2020年 08月 20日
これらの作品は、今回の展覧会に出品した写真家の中で最も若いマリア・バブコワが撮ったものです。 被写体はウラジオストク在住の身近な若者たち。これまで多数登場した都市や農村の労働者でも、地元の名士やエリートでも、無名の市民や群集でも、先住少数民族や外国人労働者でもなく、ごく普通の、多くはティーンエイジャーたちです。
ふたりの少女が大きな柱の陰に隠れ、不安げに遠くを見つめています。黄色いブラウスと白いドット柄の赤いスカートを着た彼女は青いベレー帽、隣の彼女は黄色いワンピースの上に黒いジャケットを羽織り、赤のベレー帽。なんの暗示でしょうか。
Мария Бабкова Серый цирк. 2018 マリア・バブコワ 灰色のサーカス 2018年
青、オレンジ、赤という原色系フードスウェットを着た3人の若者(うちひとりは女の子)が路上で重なり合うように身体を絡め合っていて、まさに「コンフューズ(混乱)」。なにかのパフォーマンスというには、3人とも気だるい表情を見せています。
Бардак. 2017 混乱 2017年
ふたりのフェイス&ボディーペインティングした女の子が床の上に仰向けに寝そべっています。「After art. 」というキャプションが付いていますから、なんらかの創作活動を終えたあとという意味のようです。疲れ果てた虚脱状態のようにも見えますが、満足感も感じられる表情です。
- - - - - - -
## 短い課題 A
エントリーから、文字列 "tree" を含む行をすべて集めよ。大文字と小文字は区別する。

## 保存データ
- - - - - - -
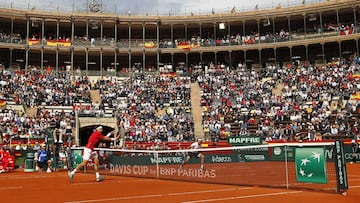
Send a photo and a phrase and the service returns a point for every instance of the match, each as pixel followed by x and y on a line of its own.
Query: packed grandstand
pixel 284 76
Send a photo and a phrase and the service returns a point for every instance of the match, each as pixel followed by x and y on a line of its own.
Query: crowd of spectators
pixel 151 107
pixel 311 102
pixel 221 39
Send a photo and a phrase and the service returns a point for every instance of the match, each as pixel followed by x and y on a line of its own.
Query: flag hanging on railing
pixel 310 165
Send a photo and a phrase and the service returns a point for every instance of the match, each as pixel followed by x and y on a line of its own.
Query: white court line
pixel 9 188
pixel 104 182
pixel 243 197
pixel 29 177
pixel 158 195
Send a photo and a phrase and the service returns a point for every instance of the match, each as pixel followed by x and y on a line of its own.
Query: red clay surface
pixel 54 187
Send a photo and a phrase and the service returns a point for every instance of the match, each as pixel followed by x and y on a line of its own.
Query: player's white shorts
pixel 89 154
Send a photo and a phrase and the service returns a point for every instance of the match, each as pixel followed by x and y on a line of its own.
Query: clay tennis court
pixel 19 186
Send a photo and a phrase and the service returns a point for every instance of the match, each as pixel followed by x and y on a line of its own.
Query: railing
pixel 78 7
pixel 139 43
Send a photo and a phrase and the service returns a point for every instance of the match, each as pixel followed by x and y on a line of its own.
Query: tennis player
pixel 95 138
pixel 197 154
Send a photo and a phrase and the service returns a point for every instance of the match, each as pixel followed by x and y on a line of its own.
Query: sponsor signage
pixel 310 165
pixel 246 140
pixel 278 153
pixel 340 166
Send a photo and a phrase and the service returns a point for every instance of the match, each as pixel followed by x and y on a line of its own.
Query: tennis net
pixel 314 166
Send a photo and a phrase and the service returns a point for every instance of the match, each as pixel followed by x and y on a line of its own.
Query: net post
pixel 156 154
pixel 286 167
pixel 340 167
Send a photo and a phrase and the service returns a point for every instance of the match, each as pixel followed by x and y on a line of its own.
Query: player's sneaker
pixel 100 178
pixel 71 176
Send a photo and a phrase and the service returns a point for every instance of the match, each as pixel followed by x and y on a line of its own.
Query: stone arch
pixel 85 132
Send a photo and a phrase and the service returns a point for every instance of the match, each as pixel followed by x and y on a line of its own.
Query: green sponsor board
pixel 278 153
pixel 340 166
pixel 246 140
pixel 310 165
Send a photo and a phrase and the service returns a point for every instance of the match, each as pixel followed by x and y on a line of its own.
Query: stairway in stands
pixel 95 96
pixel 277 90
pixel 196 110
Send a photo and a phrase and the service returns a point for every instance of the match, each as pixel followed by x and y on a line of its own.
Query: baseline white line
pixel 29 177
pixel 243 197
pixel 9 188
pixel 158 195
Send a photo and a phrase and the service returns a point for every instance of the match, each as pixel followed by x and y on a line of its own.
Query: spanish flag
pixel 356 75
pixel 33 42
pixel 183 45
pixel 355 96
pixel 2 103
pixel 149 45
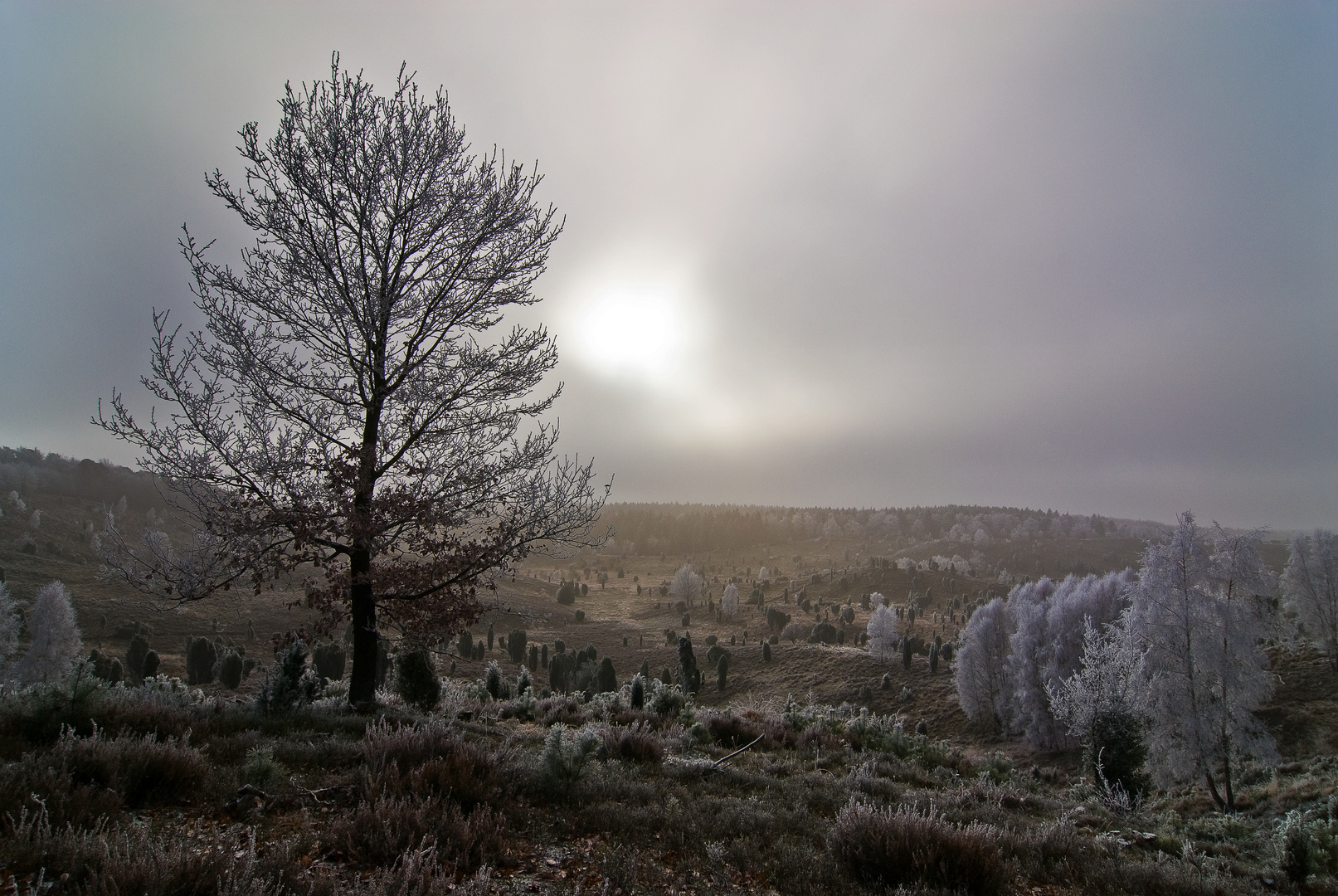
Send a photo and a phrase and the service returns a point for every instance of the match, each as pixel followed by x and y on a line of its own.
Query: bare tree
pixel 347 408
pixel 1200 614
pixel 1310 589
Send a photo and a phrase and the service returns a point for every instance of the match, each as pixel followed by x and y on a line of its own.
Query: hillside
pixel 805 773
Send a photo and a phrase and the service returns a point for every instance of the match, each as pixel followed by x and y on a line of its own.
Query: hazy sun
pixel 637 330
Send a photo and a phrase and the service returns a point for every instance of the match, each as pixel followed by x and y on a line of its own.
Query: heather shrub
pixel 145 771
pixel 907 847
pixel 633 744
pixel 261 769
pixel 432 760
pixel 823 633
pixel 728 729
pixel 379 832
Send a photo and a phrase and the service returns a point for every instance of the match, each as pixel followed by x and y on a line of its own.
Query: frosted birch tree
pixel 882 631
pixel 1048 642
pixel 55 638
pixel 1200 613
pixel 685 585
pixel 980 670
pixel 1310 589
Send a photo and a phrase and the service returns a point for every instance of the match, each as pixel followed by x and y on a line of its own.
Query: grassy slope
pixel 766 821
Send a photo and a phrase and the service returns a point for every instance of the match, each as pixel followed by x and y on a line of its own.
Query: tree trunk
pixel 362 688
pixel 1213 789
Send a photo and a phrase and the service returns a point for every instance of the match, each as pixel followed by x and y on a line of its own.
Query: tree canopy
pixel 348 408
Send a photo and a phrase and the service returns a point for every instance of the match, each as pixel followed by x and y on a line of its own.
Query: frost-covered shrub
pixel 729 601
pixel 567 754
pixel 685 586
pixel 292 684
pixel 1310 589
pixel 55 638
pixel 980 670
pixel 882 631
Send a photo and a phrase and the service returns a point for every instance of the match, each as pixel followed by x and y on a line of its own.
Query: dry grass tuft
pixel 906 847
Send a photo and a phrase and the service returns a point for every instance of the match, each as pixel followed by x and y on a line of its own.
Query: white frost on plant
pixel 882 631
pixel 729 601
pixel 55 638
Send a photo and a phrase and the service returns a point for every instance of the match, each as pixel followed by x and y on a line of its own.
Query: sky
pixel 1041 255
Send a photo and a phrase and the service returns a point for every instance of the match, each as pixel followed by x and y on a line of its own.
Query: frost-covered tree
pixel 55 638
pixel 10 623
pixel 1200 616
pixel 1109 681
pixel 687 585
pixel 349 406
pixel 1310 589
pixel 882 633
pixel 980 673
pixel 1102 706
pixel 729 601
pixel 1047 646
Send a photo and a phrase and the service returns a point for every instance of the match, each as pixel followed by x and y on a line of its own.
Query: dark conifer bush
pixel 135 653
pixel 201 657
pixel 329 660
pixel 608 679
pixel 416 681
pixel 231 670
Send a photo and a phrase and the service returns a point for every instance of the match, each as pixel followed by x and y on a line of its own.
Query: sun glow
pixel 635 330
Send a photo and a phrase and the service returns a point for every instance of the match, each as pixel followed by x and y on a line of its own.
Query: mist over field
pixel 1065 257
pixel 600 448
- - - - - - -
## 短い課題 B
写真展の紹介文で、床に仰向けに寝そべるふたりの女の子の作品が、創作活動を終えたあとの場面だと読まれているのはなぜか。1〜3文で説明してください。

## 記述回答 A
Query: bare tree
Query: frosted birch tree
Query: tree trunk
Query: tree canopy
Query: frost-covered tree

## 記述回答 B
その作品に「After art.」というキャプションが付いているから、なんらかの創作活動を終えたあとという意味だと読まれている。